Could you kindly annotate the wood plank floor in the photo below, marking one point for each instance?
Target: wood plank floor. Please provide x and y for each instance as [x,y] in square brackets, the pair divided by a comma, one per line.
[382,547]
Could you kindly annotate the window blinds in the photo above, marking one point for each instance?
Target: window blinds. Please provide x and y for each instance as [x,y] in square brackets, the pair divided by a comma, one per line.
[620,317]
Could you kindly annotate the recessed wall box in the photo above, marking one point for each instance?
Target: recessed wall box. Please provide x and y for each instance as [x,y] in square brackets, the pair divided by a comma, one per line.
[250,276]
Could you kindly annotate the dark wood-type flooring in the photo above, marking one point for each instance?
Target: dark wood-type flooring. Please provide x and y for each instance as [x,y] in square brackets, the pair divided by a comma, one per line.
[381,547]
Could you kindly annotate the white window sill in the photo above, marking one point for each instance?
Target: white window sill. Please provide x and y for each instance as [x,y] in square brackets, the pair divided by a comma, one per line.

- [INSTRUCTIONS TO FOLLOW] Set down the whole listing again. Keep every word as it is.

- [SOLUTION]
Could you kindly annotate the wood plank floor in the photo below, marking one point for each instance?
Target: wood plank floor. Please provide x and y for each instance as [x,y] in square brackets, the pair divided by a comma, one per line.
[382,547]
Could you kindly annotate the window blinds in the photo above, marking one point for each instance?
Target: window blinds. Please provide x and y for each instance as [x,y] in square brackets, the pair divided by a comma, one per line.
[620,317]
Could you kindly annotate the recessed wall box in the photo above, marking one point for each instance?
Target: recessed wall box. Please provide x and y for each instance as [x,y] in square brackets, the pair divided by a comma, one per line.
[250,276]
Could you kindly annotate the dark wood-type flooring in the photo above, marking one point for each instance?
Target: dark wood-type flooring. Please provide x and y for each instance as [x,y] in square brackets, the pair divided by a comma, one per line.
[381,547]
Could you kindly annotate the white window sill in the photo above, marking one point for each instance?
Target: white window sill. Please provide x and y for each instance as [x,y] in square brackets, the pair divided by a comma, one per line.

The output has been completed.